Records for this task
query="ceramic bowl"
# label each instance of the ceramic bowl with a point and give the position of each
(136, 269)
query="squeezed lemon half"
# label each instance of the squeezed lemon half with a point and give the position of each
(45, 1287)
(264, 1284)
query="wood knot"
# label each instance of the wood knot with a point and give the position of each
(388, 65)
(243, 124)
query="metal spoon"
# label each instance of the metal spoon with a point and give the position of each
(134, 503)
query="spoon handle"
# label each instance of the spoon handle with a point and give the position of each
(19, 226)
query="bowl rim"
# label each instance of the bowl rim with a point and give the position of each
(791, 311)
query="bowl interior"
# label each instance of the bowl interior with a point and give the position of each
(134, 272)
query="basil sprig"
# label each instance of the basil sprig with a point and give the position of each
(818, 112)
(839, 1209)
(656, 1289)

Task to complete
Copy out every one of the entries above word for word, keeping each line as it is.

Written reply
query="ceramic bowl"
# label each instance of the ceramic bowl with a point and give the position of each
(136, 269)
query="squeezed lemon half"
# label each instance of the squeezed lemon half with a point and give the position of each
(45, 1287)
(264, 1284)
query="wood knot"
# label each instance of the wood knot with a point and give the position of each
(388, 65)
(243, 124)
query="metal spoon"
# label each instance of the metal spoon with a point and give the position of each
(134, 503)
query="spoon handle"
# label each instance of the spoon handle with a point and give the position of each
(19, 226)
query="bowl rim"
# label each instance of the bowl rim with a point and give the position of each
(791, 311)
query="bowl interior"
# label each instance of the bowl interior with a point and give the position of each
(134, 272)
query="basil sprig"
# label each instance of the basil sprig with a point and give the position of each
(818, 112)
(839, 1209)
(656, 1289)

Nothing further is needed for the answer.